Written task: Pick out and copy each line of the data below that contains the word "flag". Treat uppercase and lowercase letters as different.

□ □ □ □ □

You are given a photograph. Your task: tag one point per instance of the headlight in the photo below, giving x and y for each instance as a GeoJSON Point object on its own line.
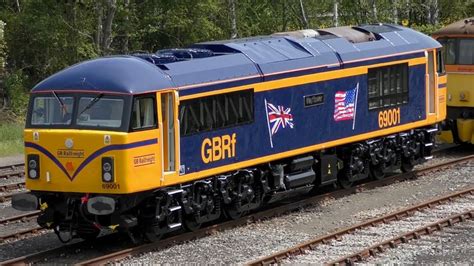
{"type": "Point", "coordinates": [33, 166]}
{"type": "Point", "coordinates": [107, 169]}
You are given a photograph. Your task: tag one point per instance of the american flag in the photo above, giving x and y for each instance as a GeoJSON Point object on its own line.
{"type": "Point", "coordinates": [344, 104]}
{"type": "Point", "coordinates": [279, 116]}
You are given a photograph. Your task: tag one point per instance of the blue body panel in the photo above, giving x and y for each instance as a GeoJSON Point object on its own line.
{"type": "Point", "coordinates": [119, 74]}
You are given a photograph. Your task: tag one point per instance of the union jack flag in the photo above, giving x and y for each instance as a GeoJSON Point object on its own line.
{"type": "Point", "coordinates": [345, 104]}
{"type": "Point", "coordinates": [277, 117]}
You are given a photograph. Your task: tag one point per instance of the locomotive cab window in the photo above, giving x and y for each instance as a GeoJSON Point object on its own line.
{"type": "Point", "coordinates": [216, 112]}
{"type": "Point", "coordinates": [52, 110]}
{"type": "Point", "coordinates": [388, 86]}
{"type": "Point", "coordinates": [440, 61]}
{"type": "Point", "coordinates": [143, 113]}
{"type": "Point", "coordinates": [458, 51]}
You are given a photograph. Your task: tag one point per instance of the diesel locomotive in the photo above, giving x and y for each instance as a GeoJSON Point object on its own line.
{"type": "Point", "coordinates": [151, 143]}
{"type": "Point", "coordinates": [458, 44]}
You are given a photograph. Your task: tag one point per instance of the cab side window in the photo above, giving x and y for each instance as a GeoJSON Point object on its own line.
{"type": "Point", "coordinates": [143, 113]}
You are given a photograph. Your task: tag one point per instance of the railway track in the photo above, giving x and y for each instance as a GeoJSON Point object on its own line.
{"type": "Point", "coordinates": [318, 243]}
{"type": "Point", "coordinates": [271, 211]}
{"type": "Point", "coordinates": [382, 246]}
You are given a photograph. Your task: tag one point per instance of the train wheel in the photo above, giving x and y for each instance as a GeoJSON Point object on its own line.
{"type": "Point", "coordinates": [407, 164]}
{"type": "Point", "coordinates": [345, 183]}
{"type": "Point", "coordinates": [158, 217]}
{"type": "Point", "coordinates": [191, 224]}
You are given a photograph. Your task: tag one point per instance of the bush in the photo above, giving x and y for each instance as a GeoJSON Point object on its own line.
{"type": "Point", "coordinates": [16, 91]}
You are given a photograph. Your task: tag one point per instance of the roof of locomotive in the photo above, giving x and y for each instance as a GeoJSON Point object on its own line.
{"type": "Point", "coordinates": [461, 27]}
{"type": "Point", "coordinates": [260, 58]}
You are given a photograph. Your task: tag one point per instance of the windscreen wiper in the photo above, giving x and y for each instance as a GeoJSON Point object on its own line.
{"type": "Point", "coordinates": [60, 102]}
{"type": "Point", "coordinates": [91, 103]}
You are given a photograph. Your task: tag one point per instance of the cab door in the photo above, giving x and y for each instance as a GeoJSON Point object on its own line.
{"type": "Point", "coordinates": [169, 131]}
{"type": "Point", "coordinates": [432, 85]}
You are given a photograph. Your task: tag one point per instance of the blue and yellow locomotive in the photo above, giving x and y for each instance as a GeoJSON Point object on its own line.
{"type": "Point", "coordinates": [458, 43]}
{"type": "Point", "coordinates": [149, 143]}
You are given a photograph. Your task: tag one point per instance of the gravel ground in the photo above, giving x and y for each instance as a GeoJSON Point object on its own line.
{"type": "Point", "coordinates": [250, 242]}
{"type": "Point", "coordinates": [361, 239]}
{"type": "Point", "coordinates": [246, 243]}
{"type": "Point", "coordinates": [451, 246]}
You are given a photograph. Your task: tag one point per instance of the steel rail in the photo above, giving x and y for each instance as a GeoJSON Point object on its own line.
{"type": "Point", "coordinates": [403, 238]}
{"type": "Point", "coordinates": [279, 210]}
{"type": "Point", "coordinates": [397, 215]}
{"type": "Point", "coordinates": [269, 212]}
{"type": "Point", "coordinates": [21, 233]}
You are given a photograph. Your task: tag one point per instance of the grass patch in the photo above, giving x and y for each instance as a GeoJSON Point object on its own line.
{"type": "Point", "coordinates": [11, 139]}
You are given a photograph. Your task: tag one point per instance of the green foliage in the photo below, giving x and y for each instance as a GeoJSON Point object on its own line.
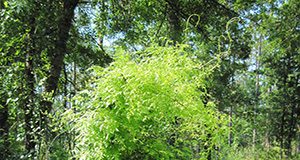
{"type": "Point", "coordinates": [147, 107]}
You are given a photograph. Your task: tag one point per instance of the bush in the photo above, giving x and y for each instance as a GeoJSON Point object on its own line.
{"type": "Point", "coordinates": [148, 106]}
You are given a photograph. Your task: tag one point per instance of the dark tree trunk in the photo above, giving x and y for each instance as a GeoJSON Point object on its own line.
{"type": "Point", "coordinates": [4, 128]}
{"type": "Point", "coordinates": [29, 106]}
{"type": "Point", "coordinates": [57, 55]}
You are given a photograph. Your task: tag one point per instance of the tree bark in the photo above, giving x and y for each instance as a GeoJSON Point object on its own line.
{"type": "Point", "coordinates": [4, 128]}
{"type": "Point", "coordinates": [57, 56]}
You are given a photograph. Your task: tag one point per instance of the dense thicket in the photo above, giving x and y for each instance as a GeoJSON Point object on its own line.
{"type": "Point", "coordinates": [179, 79]}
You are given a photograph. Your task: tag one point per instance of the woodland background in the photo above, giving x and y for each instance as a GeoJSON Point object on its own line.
{"type": "Point", "coordinates": [116, 79]}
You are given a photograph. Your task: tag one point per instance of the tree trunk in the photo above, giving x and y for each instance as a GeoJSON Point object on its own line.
{"type": "Point", "coordinates": [29, 106]}
{"type": "Point", "coordinates": [57, 56]}
{"type": "Point", "coordinates": [4, 128]}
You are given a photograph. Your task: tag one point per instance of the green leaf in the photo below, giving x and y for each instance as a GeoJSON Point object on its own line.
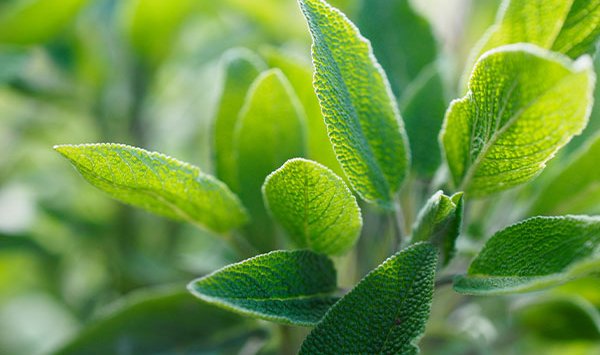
{"type": "Point", "coordinates": [314, 206]}
{"type": "Point", "coordinates": [157, 183]}
{"type": "Point", "coordinates": [559, 318]}
{"type": "Point", "coordinates": [290, 287]}
{"type": "Point", "coordinates": [523, 105]}
{"type": "Point", "coordinates": [402, 40]}
{"type": "Point", "coordinates": [270, 130]}
{"type": "Point", "coordinates": [300, 76]}
{"type": "Point", "coordinates": [533, 254]}
{"type": "Point", "coordinates": [423, 106]}
{"type": "Point", "coordinates": [576, 189]}
{"type": "Point", "coordinates": [241, 67]}
{"type": "Point", "coordinates": [570, 27]}
{"type": "Point", "coordinates": [385, 313]}
{"type": "Point", "coordinates": [439, 221]}
{"type": "Point", "coordinates": [161, 321]}
{"type": "Point", "coordinates": [360, 112]}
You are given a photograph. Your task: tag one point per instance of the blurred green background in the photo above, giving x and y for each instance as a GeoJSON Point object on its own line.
{"type": "Point", "coordinates": [148, 73]}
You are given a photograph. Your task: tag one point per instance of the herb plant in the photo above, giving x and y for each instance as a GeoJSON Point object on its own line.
{"type": "Point", "coordinates": [302, 176]}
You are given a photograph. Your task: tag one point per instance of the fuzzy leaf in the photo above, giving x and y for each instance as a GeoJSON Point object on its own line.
{"type": "Point", "coordinates": [241, 68]}
{"type": "Point", "coordinates": [314, 206]}
{"type": "Point", "coordinates": [533, 254]}
{"type": "Point", "coordinates": [290, 287]}
{"type": "Point", "coordinates": [161, 321]}
{"type": "Point", "coordinates": [570, 27]}
{"type": "Point", "coordinates": [157, 183]}
{"type": "Point", "coordinates": [360, 112]}
{"type": "Point", "coordinates": [576, 189]}
{"type": "Point", "coordinates": [385, 313]}
{"type": "Point", "coordinates": [523, 105]}
{"type": "Point", "coordinates": [270, 131]}
{"type": "Point", "coordinates": [439, 221]}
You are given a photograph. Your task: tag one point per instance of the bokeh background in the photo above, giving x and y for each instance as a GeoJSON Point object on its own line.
{"type": "Point", "coordinates": [148, 73]}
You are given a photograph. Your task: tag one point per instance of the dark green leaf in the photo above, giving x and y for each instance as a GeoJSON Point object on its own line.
{"type": "Point", "coordinates": [385, 313]}
{"type": "Point", "coordinates": [157, 183]}
{"type": "Point", "coordinates": [536, 253]}
{"type": "Point", "coordinates": [290, 287]}
{"type": "Point", "coordinates": [361, 114]}
{"type": "Point", "coordinates": [314, 206]}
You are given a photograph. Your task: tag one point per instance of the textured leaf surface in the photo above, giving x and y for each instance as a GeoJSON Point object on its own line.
{"type": "Point", "coordinates": [270, 131]}
{"type": "Point", "coordinates": [385, 313]}
{"type": "Point", "coordinates": [165, 321]}
{"type": "Point", "coordinates": [362, 118]}
{"type": "Point", "coordinates": [423, 106]}
{"type": "Point", "coordinates": [241, 68]}
{"type": "Point", "coordinates": [402, 40]}
{"type": "Point", "coordinates": [523, 105]}
{"type": "Point", "coordinates": [566, 26]}
{"type": "Point", "coordinates": [300, 76]}
{"type": "Point", "coordinates": [576, 189]}
{"type": "Point", "coordinates": [157, 183]}
{"type": "Point", "coordinates": [314, 206]}
{"type": "Point", "coordinates": [288, 287]}
{"type": "Point", "coordinates": [536, 253]}
{"type": "Point", "coordinates": [439, 222]}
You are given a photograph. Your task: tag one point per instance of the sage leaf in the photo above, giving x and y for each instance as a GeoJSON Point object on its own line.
{"type": "Point", "coordinates": [439, 222]}
{"type": "Point", "coordinates": [314, 206]}
{"type": "Point", "coordinates": [533, 254]}
{"type": "Point", "coordinates": [161, 321]}
{"type": "Point", "coordinates": [523, 105]}
{"type": "Point", "coordinates": [576, 189]}
{"type": "Point", "coordinates": [402, 40]}
{"type": "Point", "coordinates": [385, 313]}
{"type": "Point", "coordinates": [241, 67]}
{"type": "Point", "coordinates": [359, 109]}
{"type": "Point", "coordinates": [157, 183]}
{"type": "Point", "coordinates": [570, 27]}
{"type": "Point", "coordinates": [290, 287]}
{"type": "Point", "coordinates": [270, 130]}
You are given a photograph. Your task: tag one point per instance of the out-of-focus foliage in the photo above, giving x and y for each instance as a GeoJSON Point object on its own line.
{"type": "Point", "coordinates": [78, 271]}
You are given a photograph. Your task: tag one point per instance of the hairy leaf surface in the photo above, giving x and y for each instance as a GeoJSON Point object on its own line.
{"type": "Point", "coordinates": [536, 253]}
{"type": "Point", "coordinates": [270, 131]}
{"type": "Point", "coordinates": [385, 313]}
{"type": "Point", "coordinates": [362, 118]}
{"type": "Point", "coordinates": [161, 321]}
{"type": "Point", "coordinates": [314, 206]}
{"type": "Point", "coordinates": [570, 27]}
{"type": "Point", "coordinates": [291, 287]}
{"type": "Point", "coordinates": [241, 68]}
{"type": "Point", "coordinates": [577, 188]}
{"type": "Point", "coordinates": [439, 221]}
{"type": "Point", "coordinates": [523, 105]}
{"type": "Point", "coordinates": [157, 183]}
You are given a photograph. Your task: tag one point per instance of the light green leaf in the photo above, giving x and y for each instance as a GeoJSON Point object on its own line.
{"type": "Point", "coordinates": [300, 76]}
{"type": "Point", "coordinates": [570, 27]}
{"type": "Point", "coordinates": [161, 321]}
{"type": "Point", "coordinates": [290, 287]}
{"type": "Point", "coordinates": [559, 318]}
{"type": "Point", "coordinates": [314, 206]}
{"type": "Point", "coordinates": [157, 183]}
{"type": "Point", "coordinates": [402, 40]}
{"type": "Point", "coordinates": [385, 313]}
{"type": "Point", "coordinates": [439, 222]}
{"type": "Point", "coordinates": [423, 106]}
{"type": "Point", "coordinates": [533, 254]}
{"type": "Point", "coordinates": [523, 105]}
{"type": "Point", "coordinates": [360, 111]}
{"type": "Point", "coordinates": [241, 67]}
{"type": "Point", "coordinates": [576, 189]}
{"type": "Point", "coordinates": [270, 130]}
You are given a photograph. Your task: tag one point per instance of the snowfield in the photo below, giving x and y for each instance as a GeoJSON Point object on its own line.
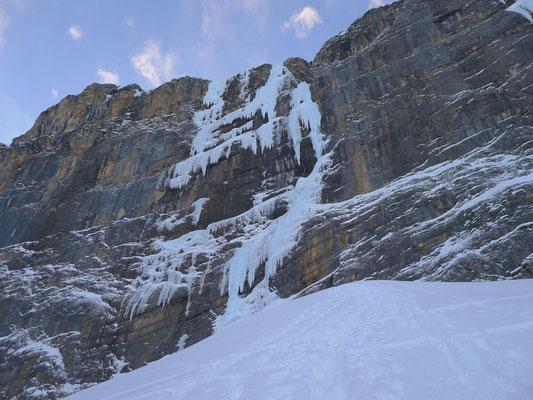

□ □ □ □ □

Task response:
You are given a photograph. Your task: tag one point per instance of the american flag in the photo above, giving x and y for each instance as a GeoJSON Point object on its own line.
You are given a photograph. Your task: tag one point per instance of the union jack flag in the photo above, giving x and y for each instance as a GeoJSON Point object on its own line.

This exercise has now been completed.